Format everything from the line containing "Would you mind indicating the tree" through the end of the records, inclusive, as a two-column CSV with the headers text and answer. Give one row per line of text with all of its answers in one field, put each field in quotes, replace line breaks with spaces, and leave out the pictures.

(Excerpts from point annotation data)
◇ ◇ ◇ ◇ ◇ ◇ ◇

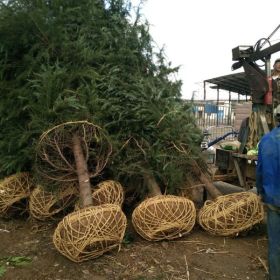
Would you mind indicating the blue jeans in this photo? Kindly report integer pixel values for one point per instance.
(273, 229)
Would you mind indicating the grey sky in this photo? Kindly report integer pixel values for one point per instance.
(199, 35)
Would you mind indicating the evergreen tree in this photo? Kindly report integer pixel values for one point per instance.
(86, 60)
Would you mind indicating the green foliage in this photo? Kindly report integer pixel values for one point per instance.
(15, 261)
(86, 60)
(2, 270)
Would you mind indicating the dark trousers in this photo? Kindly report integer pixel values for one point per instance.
(273, 228)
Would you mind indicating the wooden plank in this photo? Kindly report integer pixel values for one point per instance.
(244, 156)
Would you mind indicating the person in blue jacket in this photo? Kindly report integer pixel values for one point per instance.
(268, 187)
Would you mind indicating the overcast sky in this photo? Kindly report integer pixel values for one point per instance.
(200, 35)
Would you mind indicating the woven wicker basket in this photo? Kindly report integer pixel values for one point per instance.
(90, 232)
(106, 192)
(230, 214)
(13, 190)
(164, 217)
(44, 204)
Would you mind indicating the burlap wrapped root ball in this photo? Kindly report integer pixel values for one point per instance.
(164, 217)
(231, 214)
(107, 192)
(44, 204)
(90, 232)
(13, 191)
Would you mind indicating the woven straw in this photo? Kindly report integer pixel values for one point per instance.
(90, 232)
(230, 214)
(13, 190)
(164, 217)
(106, 192)
(45, 204)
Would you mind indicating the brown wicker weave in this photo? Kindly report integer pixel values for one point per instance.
(45, 204)
(90, 232)
(230, 214)
(106, 192)
(13, 190)
(164, 217)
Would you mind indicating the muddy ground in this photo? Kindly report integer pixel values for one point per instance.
(196, 256)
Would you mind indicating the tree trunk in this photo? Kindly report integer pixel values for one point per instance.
(212, 190)
(152, 185)
(82, 172)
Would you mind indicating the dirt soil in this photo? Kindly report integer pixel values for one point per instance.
(196, 256)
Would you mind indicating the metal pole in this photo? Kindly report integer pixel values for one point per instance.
(229, 107)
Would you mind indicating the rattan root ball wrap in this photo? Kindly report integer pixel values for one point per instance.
(12, 190)
(108, 192)
(164, 217)
(45, 204)
(230, 214)
(90, 232)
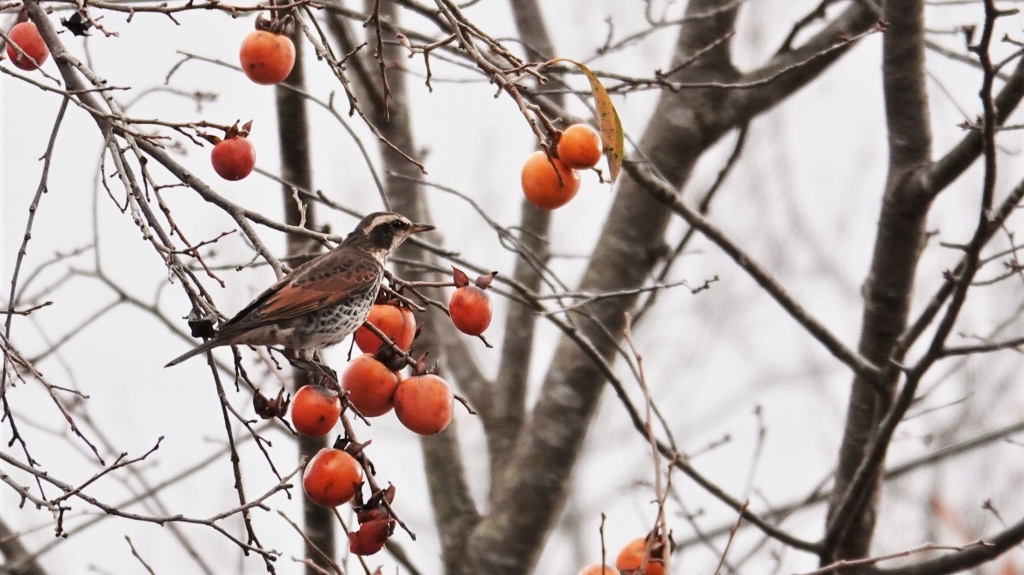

◇ ◇ ◇ ◇ ◇ ◇ ◇

* [Task solution]
text,answer
"Would you mind indicating the tree trunk in this photo? Kindly report integer pixel values for one point per instance.","(212, 190) (152, 185) (82, 172)"
"Would you mind indicating the dirt soil in this photo? Kindly report integer pixel values for one point per instance.","(196, 256)"
"Would you mind indicating the metal pole in this photo? Kindly report integer pixel values for one point per instance.","(229, 107)"
"Would you mind indicating the rattan root ball wrap in this photo? Kindly report integer pixel values for one point per instance.","(12, 190) (108, 192) (164, 217) (45, 204) (230, 214) (90, 232)"